-- start of Excerpt --
# Parse and Analyze GPS Data

Brett Deaton - Summer 2021

This notebook translates the raw data stream from a GPS receiver into meaningful data. The raw data stream is read in from the file `nmea-data_stream.csv`, represented in the NMEA-0183 format.

Here's a reference on the NMEA-0183 standard from [navspark](https://navspark.mybigcommerce.com/content/NMEA_Format_v0.1.pdf). We'll use only the Global Positioning System Fix Data line denoted `GNGGA`.

The GPS receiver is the [u-blox SAM-M8Q](https://www.u-blox.com/en/product/sam-m8q-module). You can buy one already attached to a PCB by [sparkfun](https://www.digikey.com/en/products/detail/sparkfun-electronics/GPS-15210/10064422), already optimized with a copper-plan serving as an antenna.
-- end of Excerpt --
Problems to solve:
(1) Duplicate the part of the GPS data notebook's introduction starting with "# Parse and" and going on through "the NMEA-0183 format.".
(2) According to the GPS data notebook's introduction, what does the notebook do with the raw data stream, and where does that stream come from?
-- start of Records provided --
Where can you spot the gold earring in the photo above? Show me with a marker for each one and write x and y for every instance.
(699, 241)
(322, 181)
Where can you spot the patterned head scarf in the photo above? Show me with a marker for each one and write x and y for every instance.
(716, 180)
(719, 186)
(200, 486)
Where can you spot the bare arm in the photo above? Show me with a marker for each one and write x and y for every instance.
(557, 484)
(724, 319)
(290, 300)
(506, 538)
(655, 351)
-- end of Records provided --
-- start of Records provided --
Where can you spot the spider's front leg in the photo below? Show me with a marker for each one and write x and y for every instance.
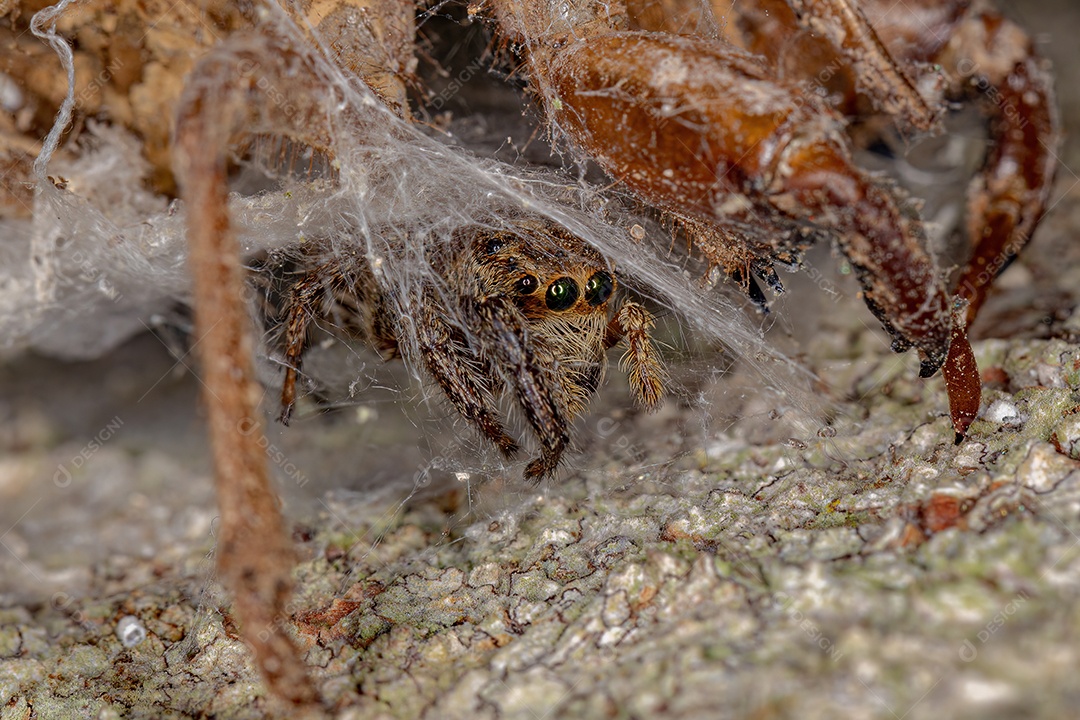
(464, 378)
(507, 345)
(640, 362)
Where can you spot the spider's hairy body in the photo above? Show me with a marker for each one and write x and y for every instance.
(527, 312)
-- end of Records provided --
Task-by-task answers:
(1)
# Parse and Analyze GPS Data

Brett Deaton - Summer 2021

This notebook translates the raw data stream from a GPS receiver into meaningful data. The raw data stream is read in from the file `nmea-data_stream.csv`, represented in the NMEA-0183 format.

(2) The notebook translates the raw data stream from a GPS receiver into meaningful data. The stream is read in from the file `nmea-data_stream.csv` and is in the NMEA-0183 format.